THE START OF A POSITIVE CYCLE: EMPOWER OTHERS
reflecting upon roguture, it's become obvious to me. sustainability has everything to do with this flow of energy. inertia results when this flow of energy is inhibited. when the millards invest not just into their hustle and business, but also into their community and the people they’ve worked with, the creative and empowering energy that they exert increases in influence. there’s a contagious quality when you’re around them; you feel creative, active, and positive.
there are some things that drain you, that inhibit a body's flow and discourages action. such things are negative affects produced by binary relations and vampiric connections. and then there are those relations that give you a power-up, increase your energy and capacity to act; they make you feel engaged, able and ready to do more and go further.
when their clothing venture began to wane the millards began to look ahead to what they could do next. initially when i asked davy why they decided to start an english school of all things, his response felt unsatisfying: “because a close friend of ours had experience teaching english.” and i thought, “that’s it? just because someone else has done it, and not because you have?”
long story short, at that time their friend had been feeling depressed and struggled to keep a steady job. “it was mainly because of our friend that we wanted to do an english school.” it sounded strange to me at first because i simply wasn’t used to such an affective response, a reasoning that wasn’t logical but empathic. i expected davy to say something about himself. maybe about having past experience teaching english. or some personal anecdote about how teaching is important to him. but no, his response was essentially, ‘because it was good for my friend.’
i was, and still am, taken aback by this. the selfless nature of what they do inspires not only hope, but endearment…and respect. the thing that gets to me is how genuine and organic the selflessness is. the way davy says it, it’s like no big deal. like there’s nothing special about it, it’s just second nature or common sense.

Information supplied:
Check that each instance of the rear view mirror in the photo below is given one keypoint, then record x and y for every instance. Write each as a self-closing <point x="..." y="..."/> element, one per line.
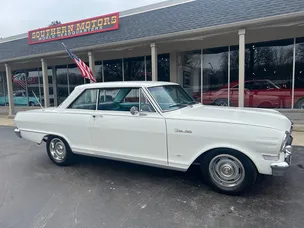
<point x="134" y="110"/>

Stated goal:
In the text about the Millards, which feelings does the writer say you have when you're around them? List them all.

Written answer:
Creative, active, and positive.